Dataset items

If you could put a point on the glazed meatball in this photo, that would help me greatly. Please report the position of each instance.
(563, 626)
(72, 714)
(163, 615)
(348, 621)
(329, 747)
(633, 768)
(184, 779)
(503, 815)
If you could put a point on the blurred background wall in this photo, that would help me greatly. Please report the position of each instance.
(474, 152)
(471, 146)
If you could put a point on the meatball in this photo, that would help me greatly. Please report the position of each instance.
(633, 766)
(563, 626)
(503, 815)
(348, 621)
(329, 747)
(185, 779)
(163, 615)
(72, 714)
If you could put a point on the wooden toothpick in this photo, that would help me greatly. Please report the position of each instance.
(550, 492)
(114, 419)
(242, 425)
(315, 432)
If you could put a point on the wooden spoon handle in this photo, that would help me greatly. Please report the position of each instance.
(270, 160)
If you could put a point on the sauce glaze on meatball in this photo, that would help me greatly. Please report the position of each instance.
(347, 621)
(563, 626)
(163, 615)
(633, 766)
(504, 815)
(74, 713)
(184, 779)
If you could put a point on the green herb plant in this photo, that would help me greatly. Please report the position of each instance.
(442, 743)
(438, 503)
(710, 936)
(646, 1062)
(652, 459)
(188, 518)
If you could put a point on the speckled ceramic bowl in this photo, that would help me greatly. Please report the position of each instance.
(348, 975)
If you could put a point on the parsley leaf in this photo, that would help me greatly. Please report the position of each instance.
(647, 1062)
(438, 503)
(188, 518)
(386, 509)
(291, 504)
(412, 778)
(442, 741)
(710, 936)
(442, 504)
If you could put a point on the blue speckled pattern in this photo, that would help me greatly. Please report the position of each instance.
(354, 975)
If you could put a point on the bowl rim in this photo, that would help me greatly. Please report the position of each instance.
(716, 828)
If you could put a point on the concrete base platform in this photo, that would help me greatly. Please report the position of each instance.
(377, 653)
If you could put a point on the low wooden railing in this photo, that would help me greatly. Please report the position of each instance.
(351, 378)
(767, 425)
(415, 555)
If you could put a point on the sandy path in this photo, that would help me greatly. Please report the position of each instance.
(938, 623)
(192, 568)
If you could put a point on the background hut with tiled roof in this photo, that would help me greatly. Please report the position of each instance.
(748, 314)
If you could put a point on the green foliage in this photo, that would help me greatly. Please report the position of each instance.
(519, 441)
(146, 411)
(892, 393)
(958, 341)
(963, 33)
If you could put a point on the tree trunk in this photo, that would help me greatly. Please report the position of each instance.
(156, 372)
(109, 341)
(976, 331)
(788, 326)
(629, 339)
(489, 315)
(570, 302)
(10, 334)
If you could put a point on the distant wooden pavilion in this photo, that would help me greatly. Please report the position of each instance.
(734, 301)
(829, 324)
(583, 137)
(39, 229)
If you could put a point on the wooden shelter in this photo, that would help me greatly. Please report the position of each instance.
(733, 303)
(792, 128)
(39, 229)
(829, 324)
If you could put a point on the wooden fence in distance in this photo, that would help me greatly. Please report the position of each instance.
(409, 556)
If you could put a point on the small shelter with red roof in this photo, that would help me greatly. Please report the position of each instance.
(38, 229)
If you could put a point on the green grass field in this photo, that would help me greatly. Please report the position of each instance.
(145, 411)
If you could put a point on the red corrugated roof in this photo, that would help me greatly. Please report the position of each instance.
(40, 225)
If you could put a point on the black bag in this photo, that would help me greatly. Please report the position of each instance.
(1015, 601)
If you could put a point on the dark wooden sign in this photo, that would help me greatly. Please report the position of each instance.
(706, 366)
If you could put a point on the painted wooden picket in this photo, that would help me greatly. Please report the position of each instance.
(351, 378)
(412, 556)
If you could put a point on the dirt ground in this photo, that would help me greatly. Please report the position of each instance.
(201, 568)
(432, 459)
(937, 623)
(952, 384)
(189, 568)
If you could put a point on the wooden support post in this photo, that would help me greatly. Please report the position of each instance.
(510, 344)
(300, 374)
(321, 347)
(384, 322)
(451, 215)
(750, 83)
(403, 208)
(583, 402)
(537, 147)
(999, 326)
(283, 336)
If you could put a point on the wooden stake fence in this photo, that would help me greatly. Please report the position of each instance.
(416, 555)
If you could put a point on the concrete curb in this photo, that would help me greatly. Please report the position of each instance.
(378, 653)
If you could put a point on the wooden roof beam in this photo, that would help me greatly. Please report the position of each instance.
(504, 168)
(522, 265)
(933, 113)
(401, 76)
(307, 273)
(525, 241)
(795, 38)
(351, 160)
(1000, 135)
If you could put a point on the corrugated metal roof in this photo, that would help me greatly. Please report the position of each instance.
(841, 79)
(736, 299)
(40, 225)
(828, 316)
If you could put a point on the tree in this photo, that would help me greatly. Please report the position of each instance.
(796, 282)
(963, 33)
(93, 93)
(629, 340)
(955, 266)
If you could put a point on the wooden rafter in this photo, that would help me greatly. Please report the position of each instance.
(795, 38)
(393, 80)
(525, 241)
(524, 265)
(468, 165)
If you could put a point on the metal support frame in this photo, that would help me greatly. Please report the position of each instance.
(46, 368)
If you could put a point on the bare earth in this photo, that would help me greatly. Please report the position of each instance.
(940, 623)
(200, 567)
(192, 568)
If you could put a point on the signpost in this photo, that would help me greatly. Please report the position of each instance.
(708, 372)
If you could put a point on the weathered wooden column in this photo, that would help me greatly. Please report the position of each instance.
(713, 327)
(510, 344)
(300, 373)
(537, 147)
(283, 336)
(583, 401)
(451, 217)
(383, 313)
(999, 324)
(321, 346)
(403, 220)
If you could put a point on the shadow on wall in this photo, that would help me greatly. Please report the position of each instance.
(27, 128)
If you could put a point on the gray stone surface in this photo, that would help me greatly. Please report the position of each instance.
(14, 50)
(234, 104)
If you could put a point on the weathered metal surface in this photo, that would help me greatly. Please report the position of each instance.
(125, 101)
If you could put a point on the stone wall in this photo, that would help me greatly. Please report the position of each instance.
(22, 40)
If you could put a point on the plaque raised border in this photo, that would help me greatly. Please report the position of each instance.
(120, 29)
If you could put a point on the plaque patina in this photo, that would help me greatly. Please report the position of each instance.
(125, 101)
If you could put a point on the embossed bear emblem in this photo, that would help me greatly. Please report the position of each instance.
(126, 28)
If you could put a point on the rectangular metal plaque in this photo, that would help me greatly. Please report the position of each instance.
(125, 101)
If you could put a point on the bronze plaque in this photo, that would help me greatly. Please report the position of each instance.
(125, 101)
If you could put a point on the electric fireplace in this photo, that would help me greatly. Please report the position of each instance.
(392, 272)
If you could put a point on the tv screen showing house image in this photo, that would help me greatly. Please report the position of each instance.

◆ **Exercise brief**:
Put every line of the items above into a numbered list, leaving out any blank lines.

◆ **Written solution**:
1. If you could put a point on the glazed meatball in this photo, that would help me greatly. Please report the position of each instance.
2. (563, 626)
3. (72, 714)
4. (163, 615)
5. (348, 621)
6. (329, 747)
7. (633, 768)
8. (184, 779)
9. (503, 815)
10. If you could put a point on the blurred background wall in this photo, that would help me greatly. Please report the position of each instance.
11. (474, 152)
12. (471, 146)
13. If you could put a point on the meatball in this photo, that would help me greatly. Please report the position of each instance.
14. (633, 766)
15. (563, 626)
16. (503, 815)
17. (348, 621)
18. (329, 747)
19. (185, 779)
20. (163, 615)
21. (72, 714)
22. If you could put a point on the wooden toothpick in this photo, that would help me greatly. Please report the position of each instance.
23. (550, 492)
24. (114, 419)
25. (242, 425)
26. (315, 432)
27. If you could put a point on the wooden spoon handle in this photo, that would help me greatly. Please report the position of each instance.
28. (270, 160)
29. If you could put a point on the sauce glaze on meatball in this photo, that would help me greatly. Please report the position of each instance.
30. (347, 621)
31. (563, 626)
32. (163, 615)
33. (633, 766)
34. (504, 815)
35. (74, 713)
36. (184, 779)
37. If you could put a point on the green herb plant in this photo, that would help me greatly. Please report the position of each instance.
38. (442, 743)
39. (438, 503)
40. (710, 936)
41. (646, 1062)
42. (652, 459)
43. (188, 518)
44. If you could put a point on the speckled ceramic bowl in this photo, that would help me greatly. Please report the position of each instance.
45. (348, 975)
46. If you could put a point on the parsley leaf in this photo, that would help me greatly. Please report the position of each instance.
47. (647, 1062)
48. (438, 503)
49. (188, 518)
50. (386, 509)
51. (291, 504)
52. (412, 778)
53. (442, 741)
54. (710, 936)
55. (442, 504)
56. If you could put a point on the blue speckled pattern in this photo, that would help me greatly. Please report the position of each instance.
57. (354, 975)
58. If you could put a point on the bowl rim in this photo, that would help me greatly. Please report the position of each instance.
59. (716, 828)
60. If you could put a point on the concrete base platform in this photo, that would help me greatly. Please report the position of each instance.
61. (377, 653)
62. If you could put a point on the low wooden railing in this photo, that would help me greatly. Please report the position of each instance.
63. (351, 378)
64. (767, 425)
65. (415, 555)
66. If you could put a point on the sandy path in this photo, that would help me greatly. Please report the position of each instance.
67. (938, 623)
68. (192, 568)
69. If you could put a point on the background hut with tiled roof in this photo, that would help me greatly. Please report the position of each instance.
70. (748, 314)
71. If you could put a point on the green foliage in this photo, that would help me greatly. Please report the position of each instance.
72. (519, 441)
73. (146, 411)
74. (892, 393)
75. (958, 341)
76. (963, 33)
77. If you could put a point on the tree trunk in this photo, that would help me greatly. Please report the position of each instance.
78. (156, 372)
79. (109, 341)
80. (976, 331)
81. (788, 326)
82. (629, 339)
83. (489, 315)
84. (570, 302)
85. (10, 334)
86. If you could put a point on the distant wooden pavilion in this photo, that would help me greatly. Please report the position of each instance.
87. (734, 301)
88. (829, 324)
89. (583, 137)
90. (39, 229)
91. If you could put a point on the wooden shelter in this photo, that would help me greatly. Please report the position of each instance.
92. (733, 303)
93. (792, 128)
94. (39, 229)
95. (829, 324)
96. If you could put a point on the wooden fence in distance in this photo, that would help me greatly. Please report the position of each instance.
97. (409, 556)
98. If you could put a point on the small shelter with red roof in this photo, that would help me greatly. Please report the position of each instance.
99. (38, 229)
100. If you could put a point on the green grass field in this photo, that would help me greatly. Please report the position of each instance.
101. (145, 411)
102. If you could put a point on the red corrugated roof in this photo, that would help me greatly. Please report the position of each instance.
103. (40, 225)
104. If you could put a point on the black bag in this photo, that would help me greatly. Please report the position of each instance.
105. (1015, 601)
106. If you could put a point on the dark wooden sign in this photo, that would help me greatly. Please report the position of each instance.
107. (706, 366)
108. If you could put a point on the painted wooden picket in this photo, that would help me greatly. Please report the position of each instance.
109. (351, 378)
110. (412, 556)
111. If you could put a point on the dirt ground in this photo, that would help me greatly. Please report the position of each instance.
112. (201, 568)
113. (432, 459)
114. (937, 623)
115. (952, 384)
116. (189, 568)
117. If you could put a point on the wooden support post in this photo, that would help me greatly. Please report the position of each instance.
118. (510, 344)
119. (300, 374)
120. (321, 347)
121. (384, 322)
122. (451, 215)
123. (750, 83)
124. (403, 208)
125. (583, 402)
126. (537, 147)
127. (999, 326)
128. (283, 336)
129. If you could put a point on the wooden stake fence in this photo, that would help me greatly. Please report the position of each instance.
130. (416, 555)
131. If you could put a point on the concrete curb in this photo, that would help me greatly. Please report the position of each instance.
132. (378, 653)
133. If you could put a point on the wooden roof beam in this photo, that would help me greatly. Please report the position of each instance.
134. (504, 168)
135. (522, 265)
136. (933, 113)
137. (401, 76)
138. (307, 273)
139. (525, 241)
140. (795, 38)
141. (351, 160)
142. (1000, 135)
143. If you could put a point on the corrugated metal roof in this photo, that would help me greatly. Please report the position of each instance.
144. (841, 79)
145. (736, 299)
146. (40, 225)
147. (828, 316)
148. If you could put a point on the tree in this photo, that would help me greatly. Please report the position of each instance.
149. (796, 282)
150. (963, 33)
151. (93, 93)
152. (629, 340)
153. (955, 266)
154. If you could put a point on the wooden rafter in this photo, that would help me greatly. Please report the position of each instance.
155. (795, 38)
156. (393, 80)
157. (525, 241)
158. (524, 265)
159. (468, 165)
160. If you could put a point on the metal support frame in this photo, that would help me greatly. Please report the position of each instance.
161. (46, 368)
162. If you could put a point on the bare earth in this photo, that would help me greatly. Please report the position of each instance.
163. (940, 623)
164. (200, 567)
165. (192, 568)
166. If you could put a point on the signpost in this photo, that would help me greatly. Please report the position of each instance.
167. (708, 372)
168. If you could put a point on the weathered wooden column in this photo, that would help me greatly. Please report the position of each instance.
169. (713, 327)
170. (510, 344)
171. (300, 373)
172. (537, 147)
173. (283, 336)
174. (583, 401)
175. (451, 217)
176. (383, 313)
177. (999, 324)
178. (321, 346)
179. (403, 220)
180. If you could put a point on the shadow on wall in this photo, that would help me greatly. Please report the position of each instance.
181. (27, 128)
182. If you could put a point on the gray stone surface in this photo, that would help me greatly. Please report the position of each instance.
183. (14, 50)
184. (234, 104)
185. If you could put a point on the weathered metal surface in this photo, that would help me greatly. Please report the position of each instance.
186. (125, 101)
187. If you could put a point on the stone wall in this photo, that would help me greatly. Please report the position of each instance.
188. (22, 40)
189. If you could put a point on the plaque raised border in this photo, that would help me greatly. Please report the position of each instance.
190. (120, 29)
191. If you could put a point on the plaque patina in this photo, that would help me greatly. Please report the position of each instance.
192. (125, 101)
193. If you could put a point on the embossed bear emblem in this photo, that would help me greatly. Please report the position of each instance.
194. (126, 28)
195. If you could put a point on the rectangular metal plaque in this photo, that would help me greatly. Please report the position of each instance.
196. (125, 101)
197. If you could put a point on the bronze plaque in this photo, that would help me greatly. Please report the position of each instance.
198. (125, 101)
199. If you could put a point on the electric fireplace in this photo, that would help me greatly. Please report the position of each instance.
200. (392, 272)
201. If you could put a point on the tv screen showing house image in this photo, that would help me greatly. Please report the position of each instance.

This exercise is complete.